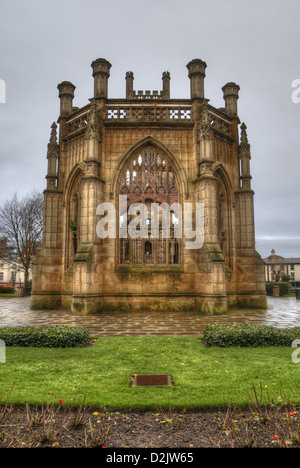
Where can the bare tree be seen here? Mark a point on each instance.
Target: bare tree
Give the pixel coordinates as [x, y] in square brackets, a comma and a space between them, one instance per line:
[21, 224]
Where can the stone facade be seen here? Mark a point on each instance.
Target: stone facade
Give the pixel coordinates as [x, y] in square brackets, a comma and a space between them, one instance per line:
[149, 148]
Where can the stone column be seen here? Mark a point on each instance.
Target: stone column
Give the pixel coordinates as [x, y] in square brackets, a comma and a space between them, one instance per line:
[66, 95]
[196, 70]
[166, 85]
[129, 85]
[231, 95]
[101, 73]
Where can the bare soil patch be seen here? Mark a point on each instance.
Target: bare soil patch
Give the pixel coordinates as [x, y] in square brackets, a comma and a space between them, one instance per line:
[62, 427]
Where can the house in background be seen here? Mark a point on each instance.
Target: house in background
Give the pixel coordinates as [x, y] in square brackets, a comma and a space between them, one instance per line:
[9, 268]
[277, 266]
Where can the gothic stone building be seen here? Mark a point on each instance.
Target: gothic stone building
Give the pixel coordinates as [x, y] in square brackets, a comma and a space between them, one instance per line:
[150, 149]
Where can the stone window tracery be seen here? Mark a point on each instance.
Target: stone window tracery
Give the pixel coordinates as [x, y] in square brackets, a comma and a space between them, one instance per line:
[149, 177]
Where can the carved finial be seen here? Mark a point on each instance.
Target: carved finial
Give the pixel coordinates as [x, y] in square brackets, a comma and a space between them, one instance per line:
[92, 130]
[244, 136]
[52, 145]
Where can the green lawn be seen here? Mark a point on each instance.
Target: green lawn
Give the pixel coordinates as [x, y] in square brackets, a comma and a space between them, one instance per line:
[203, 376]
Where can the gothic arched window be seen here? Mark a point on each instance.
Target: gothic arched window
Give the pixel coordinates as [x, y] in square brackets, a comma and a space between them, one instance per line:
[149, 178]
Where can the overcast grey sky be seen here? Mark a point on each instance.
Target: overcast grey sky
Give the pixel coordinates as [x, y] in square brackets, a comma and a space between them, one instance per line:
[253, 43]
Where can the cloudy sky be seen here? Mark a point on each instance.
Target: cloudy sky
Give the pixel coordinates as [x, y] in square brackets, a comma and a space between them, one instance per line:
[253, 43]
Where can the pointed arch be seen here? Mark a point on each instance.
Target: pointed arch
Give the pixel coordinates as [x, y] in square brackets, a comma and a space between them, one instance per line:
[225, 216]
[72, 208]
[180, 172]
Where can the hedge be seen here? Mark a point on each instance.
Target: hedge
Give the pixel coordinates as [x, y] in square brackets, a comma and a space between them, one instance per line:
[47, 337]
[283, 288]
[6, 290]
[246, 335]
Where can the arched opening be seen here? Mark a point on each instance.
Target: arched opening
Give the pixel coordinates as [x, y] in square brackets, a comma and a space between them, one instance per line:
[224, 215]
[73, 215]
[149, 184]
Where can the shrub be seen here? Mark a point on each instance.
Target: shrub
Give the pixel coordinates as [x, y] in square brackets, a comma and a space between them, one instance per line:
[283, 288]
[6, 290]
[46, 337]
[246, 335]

---

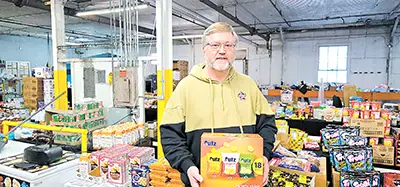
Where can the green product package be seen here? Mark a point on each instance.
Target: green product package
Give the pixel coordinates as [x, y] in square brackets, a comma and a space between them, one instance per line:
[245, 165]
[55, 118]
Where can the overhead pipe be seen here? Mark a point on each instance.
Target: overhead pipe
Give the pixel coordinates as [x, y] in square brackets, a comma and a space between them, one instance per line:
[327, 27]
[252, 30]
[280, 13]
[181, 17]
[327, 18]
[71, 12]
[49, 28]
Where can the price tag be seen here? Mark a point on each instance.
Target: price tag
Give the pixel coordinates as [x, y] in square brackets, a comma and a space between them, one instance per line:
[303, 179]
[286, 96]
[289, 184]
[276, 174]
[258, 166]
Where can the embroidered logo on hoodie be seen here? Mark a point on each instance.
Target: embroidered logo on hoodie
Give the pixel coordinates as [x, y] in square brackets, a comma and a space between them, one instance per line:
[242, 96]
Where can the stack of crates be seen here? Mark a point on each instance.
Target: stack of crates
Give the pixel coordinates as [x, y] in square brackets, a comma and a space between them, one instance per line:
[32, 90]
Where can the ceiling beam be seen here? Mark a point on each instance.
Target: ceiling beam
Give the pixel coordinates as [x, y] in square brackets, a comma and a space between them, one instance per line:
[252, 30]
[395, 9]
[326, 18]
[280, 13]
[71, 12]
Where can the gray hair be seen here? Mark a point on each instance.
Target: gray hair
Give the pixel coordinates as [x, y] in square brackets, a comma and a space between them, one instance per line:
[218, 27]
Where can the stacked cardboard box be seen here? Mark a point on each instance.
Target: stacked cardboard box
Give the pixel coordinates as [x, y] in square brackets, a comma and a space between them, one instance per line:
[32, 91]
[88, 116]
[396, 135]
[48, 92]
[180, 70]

==

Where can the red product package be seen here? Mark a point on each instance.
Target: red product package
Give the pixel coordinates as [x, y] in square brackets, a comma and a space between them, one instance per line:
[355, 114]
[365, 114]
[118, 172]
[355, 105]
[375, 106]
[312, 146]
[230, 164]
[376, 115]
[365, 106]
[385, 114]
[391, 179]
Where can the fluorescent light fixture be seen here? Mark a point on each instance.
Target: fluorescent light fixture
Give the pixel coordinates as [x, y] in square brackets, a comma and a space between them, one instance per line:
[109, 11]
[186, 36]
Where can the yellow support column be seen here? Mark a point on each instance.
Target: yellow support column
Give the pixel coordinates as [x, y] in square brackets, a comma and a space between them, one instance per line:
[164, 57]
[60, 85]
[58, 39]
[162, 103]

# What is needed
Count the lines in the entries above that contain the word "arched" with matching case, and reply with that number alone.

# Exercise result
4